* **GOAL OF THE EXERCISE**: Write out exactly the lines from the one containing "Target: dark soil ground" through the one containing "1306 521 L 1340", both included, and nothing else.
::::::::
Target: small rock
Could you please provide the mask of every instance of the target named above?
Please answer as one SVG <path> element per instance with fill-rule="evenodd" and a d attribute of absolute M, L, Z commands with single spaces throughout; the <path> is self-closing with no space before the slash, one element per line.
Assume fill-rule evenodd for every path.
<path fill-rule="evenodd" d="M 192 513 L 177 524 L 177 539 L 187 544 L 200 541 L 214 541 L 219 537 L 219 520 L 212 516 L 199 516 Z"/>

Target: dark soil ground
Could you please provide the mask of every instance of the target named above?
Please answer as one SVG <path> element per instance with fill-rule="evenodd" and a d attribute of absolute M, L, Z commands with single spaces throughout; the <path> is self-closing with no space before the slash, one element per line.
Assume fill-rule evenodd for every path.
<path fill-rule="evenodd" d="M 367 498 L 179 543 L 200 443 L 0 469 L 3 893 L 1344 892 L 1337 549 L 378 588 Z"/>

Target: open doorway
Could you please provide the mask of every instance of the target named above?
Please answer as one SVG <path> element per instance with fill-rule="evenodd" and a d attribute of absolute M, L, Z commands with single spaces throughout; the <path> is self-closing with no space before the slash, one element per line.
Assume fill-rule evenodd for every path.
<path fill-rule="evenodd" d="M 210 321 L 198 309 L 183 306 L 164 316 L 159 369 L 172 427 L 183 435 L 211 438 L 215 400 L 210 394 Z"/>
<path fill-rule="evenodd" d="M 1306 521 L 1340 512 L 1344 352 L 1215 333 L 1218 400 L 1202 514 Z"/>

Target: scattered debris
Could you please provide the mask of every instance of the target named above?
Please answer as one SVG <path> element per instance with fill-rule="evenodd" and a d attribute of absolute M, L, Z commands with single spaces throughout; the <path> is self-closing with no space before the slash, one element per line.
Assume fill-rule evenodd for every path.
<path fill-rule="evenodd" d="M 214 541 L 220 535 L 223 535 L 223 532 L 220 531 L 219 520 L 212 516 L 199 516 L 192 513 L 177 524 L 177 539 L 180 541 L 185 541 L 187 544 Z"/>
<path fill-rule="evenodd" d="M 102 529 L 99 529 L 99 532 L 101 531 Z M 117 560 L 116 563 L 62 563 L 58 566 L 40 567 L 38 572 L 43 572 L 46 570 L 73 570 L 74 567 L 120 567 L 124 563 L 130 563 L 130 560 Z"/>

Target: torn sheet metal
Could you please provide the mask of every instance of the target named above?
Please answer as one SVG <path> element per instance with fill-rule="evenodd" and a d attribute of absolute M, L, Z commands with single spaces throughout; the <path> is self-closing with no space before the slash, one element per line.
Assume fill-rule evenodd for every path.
::::::::
* **RESPONSE TO THIS TASK**:
Target: dark soil ground
Could you please provide the mask of every instance of the target named above?
Please answer as one SVG <path> element per instance with fill-rule="evenodd" and a d attribute of absolute M, L, Z commands with single spaces throughout; the <path> is self-closing with no space before the slash, one element per line.
Assume fill-rule evenodd for every path.
<path fill-rule="evenodd" d="M 367 498 L 179 543 L 200 443 L 0 469 L 3 893 L 1344 892 L 1337 549 L 378 588 Z"/>

Target: open doorway
Could you please provide the mask of every instance of the target named above?
Please answer as one SVG <path> element per instance with fill-rule="evenodd" and a d attribute of absolute M, L, Z commands with single spaces throughout; the <path> is self-closing with no space before the slash, one element per line.
Assume fill-rule evenodd for every path.
<path fill-rule="evenodd" d="M 210 321 L 198 309 L 183 306 L 164 316 L 159 369 L 172 427 L 183 435 L 211 438 L 215 400 L 210 394 Z"/>
<path fill-rule="evenodd" d="M 1306 521 L 1340 512 L 1344 352 L 1215 333 L 1218 400 L 1202 514 Z"/>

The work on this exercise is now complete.